Excerpt from a dataset:
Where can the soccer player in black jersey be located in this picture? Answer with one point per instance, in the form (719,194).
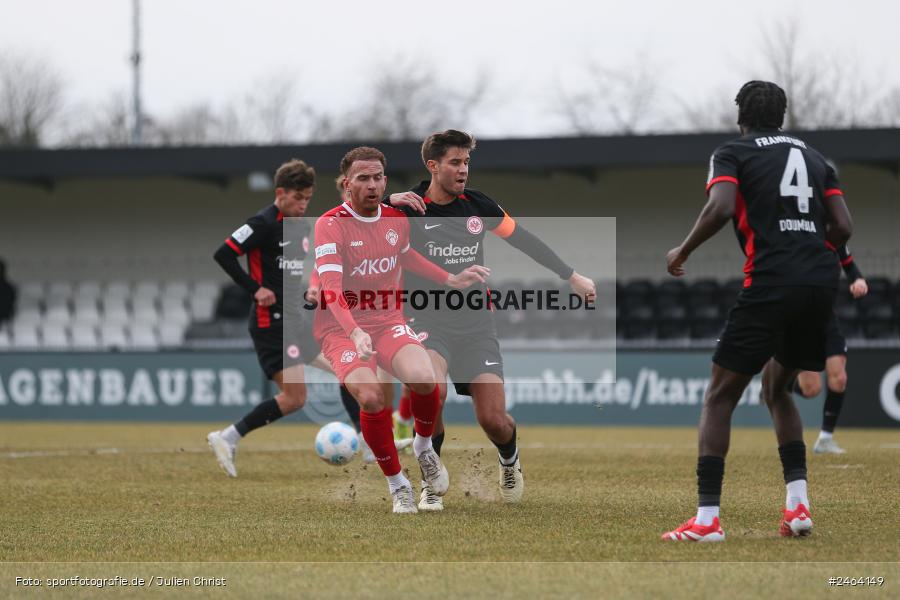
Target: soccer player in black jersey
(261,239)
(809,383)
(464,343)
(785,203)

__Direction__: Write out each line of the data exactly; the images should be left out.

__Problem solution__:
Where can the soccer player in black jersey be located in this picture? Answer with one point per instance, in the form (719,194).
Target: soccer player in black jersey
(261,239)
(809,383)
(464,343)
(785,203)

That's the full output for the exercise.